━━ The input
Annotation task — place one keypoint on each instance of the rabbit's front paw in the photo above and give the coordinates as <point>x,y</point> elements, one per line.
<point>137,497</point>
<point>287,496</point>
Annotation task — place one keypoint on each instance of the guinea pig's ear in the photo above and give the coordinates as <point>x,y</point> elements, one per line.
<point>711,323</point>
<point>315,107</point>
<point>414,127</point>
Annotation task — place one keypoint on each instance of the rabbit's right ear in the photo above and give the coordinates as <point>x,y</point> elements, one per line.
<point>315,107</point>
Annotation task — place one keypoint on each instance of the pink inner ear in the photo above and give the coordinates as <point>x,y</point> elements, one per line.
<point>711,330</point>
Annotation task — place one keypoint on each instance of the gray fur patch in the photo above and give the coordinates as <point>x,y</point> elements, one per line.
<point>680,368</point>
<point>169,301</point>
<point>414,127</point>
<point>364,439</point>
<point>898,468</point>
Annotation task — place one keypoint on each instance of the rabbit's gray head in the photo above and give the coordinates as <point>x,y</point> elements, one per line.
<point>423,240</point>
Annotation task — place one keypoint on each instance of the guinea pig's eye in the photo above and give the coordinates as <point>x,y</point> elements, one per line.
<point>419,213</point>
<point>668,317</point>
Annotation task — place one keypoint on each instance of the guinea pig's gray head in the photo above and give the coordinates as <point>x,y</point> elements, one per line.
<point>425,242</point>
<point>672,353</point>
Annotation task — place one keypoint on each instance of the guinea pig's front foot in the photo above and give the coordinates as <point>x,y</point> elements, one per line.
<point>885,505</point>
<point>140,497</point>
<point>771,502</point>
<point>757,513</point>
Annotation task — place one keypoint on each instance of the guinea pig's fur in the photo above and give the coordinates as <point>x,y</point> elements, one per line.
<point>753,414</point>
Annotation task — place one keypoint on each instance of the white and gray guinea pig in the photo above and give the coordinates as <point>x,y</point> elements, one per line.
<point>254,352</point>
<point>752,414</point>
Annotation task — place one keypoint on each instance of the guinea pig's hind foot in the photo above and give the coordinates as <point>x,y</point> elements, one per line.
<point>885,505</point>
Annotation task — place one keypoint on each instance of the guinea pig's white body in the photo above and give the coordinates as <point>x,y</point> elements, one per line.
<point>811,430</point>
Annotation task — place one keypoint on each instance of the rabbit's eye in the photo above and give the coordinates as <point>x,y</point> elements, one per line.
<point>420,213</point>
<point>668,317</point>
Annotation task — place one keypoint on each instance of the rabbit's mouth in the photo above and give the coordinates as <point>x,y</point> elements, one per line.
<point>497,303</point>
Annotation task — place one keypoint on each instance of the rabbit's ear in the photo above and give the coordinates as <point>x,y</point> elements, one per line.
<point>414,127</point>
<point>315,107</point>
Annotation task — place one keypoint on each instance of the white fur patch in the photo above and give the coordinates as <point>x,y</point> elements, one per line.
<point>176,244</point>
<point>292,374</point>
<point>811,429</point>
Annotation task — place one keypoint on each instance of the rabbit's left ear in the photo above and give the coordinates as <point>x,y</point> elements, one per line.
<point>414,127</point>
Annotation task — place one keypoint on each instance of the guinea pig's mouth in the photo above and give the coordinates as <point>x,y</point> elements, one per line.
━━━━
Exercise goal: All of the listing above should be restated word for word.

Reply to the task:
Annotation task — place one keypoint on each instance of the rabbit's front paw in the photo above and give the coordinates as <point>x,y</point> elements, one per line.
<point>137,497</point>
<point>287,496</point>
Annotation task — place one keypoint on each instance of the guinea pig's ear in the photo above and give the coordinates as <point>x,y</point> elements, one per line.
<point>711,323</point>
<point>315,107</point>
<point>414,127</point>
Annotation task — place one keypoint on each instance of the rabbit's right ear in the photo above and give the coordinates as <point>x,y</point> elements, one per line.
<point>315,107</point>
Annotation task — place one keypoint on each instance of the pink inner ear in the photo above and give the coordinates as <point>x,y</point> elements, one per line.
<point>711,330</point>
Annotation task — place one keypoint on each instance of the gray fur patch in the photo above and give the coordinates as <point>x,y</point> elements, one per line.
<point>680,368</point>
<point>169,301</point>
<point>414,127</point>
<point>364,439</point>
<point>898,468</point>
Annotation task — place one keypoint on each instance of the rabbit's gray head in the photo above and give the coordinates as <point>x,y</point> elements, one per line.
<point>423,240</point>
Annotation task — place one keypoint on each instance of the guinea pig's eye in the photo above and give the coordinates as <point>x,y</point> elements, one per line.
<point>419,213</point>
<point>668,317</point>
Annotation task — place one keypoint on each instance of the guinea pig's gray head in the photo above and give the coordinates as <point>x,y</point> elements, one per line.
<point>425,242</point>
<point>672,353</point>
Annotation task — place one keypoint on each instance of the guinea pig's front foot in the photo above and give the coordinates as <point>x,y</point> elements, one per line.
<point>885,505</point>
<point>140,497</point>
<point>771,502</point>
<point>757,513</point>
Annotation task — place one keypoint on each instance of the guinea pig's fur in the photo above and give the coordinates as <point>x,y</point> elements, one per line.
<point>753,414</point>
Annotation task — place one keypoint on each instance of the white and gray guinea pig in the photo above and give the coordinates as <point>x,y</point> elements, one per line.
<point>254,352</point>
<point>752,414</point>
Annotation task — place one keypoint on each instance of the guinea pig's hind foot in the photo above and give the coordinates as <point>x,y</point> elements, one per line.
<point>885,505</point>
Annotation task — place one keypoint on each instance of the guinea pig's white body in the photo above and give the coordinates as <point>x,y</point> elements, one per line.
<point>811,430</point>
Annotation task — place one keypoint on each instance of the rabbit's eye in the photo above and give the coordinates as <point>x,y</point> elements, one per line.
<point>420,213</point>
<point>668,317</point>
Annotation task — place one keypoint on each instance of the rabbit's mouth in the photo above and give the coordinates as <point>x,y</point> elements, one per line.
<point>497,303</point>
Annotation task — place one keypoint on each instance of the rabbit's ear in the photo above and give the coordinates as <point>x,y</point> elements, one per line.
<point>414,127</point>
<point>315,107</point>
Annotation task — place one keypoint on each instance of the white fur patch in the photo above and give the coordinates as <point>x,y</point> elements, one per line.
<point>176,244</point>
<point>292,374</point>
<point>811,429</point>
Annotation task — place one keypoint on each instance of the rabbit's left ear in the photo above and give the coordinates as <point>x,y</point> elements, one per line.
<point>414,127</point>
Annotation task — place one keypoint on each instance of the guinea pig's mouth in the photo above and give the coordinates as <point>x,y</point> elements, one per line.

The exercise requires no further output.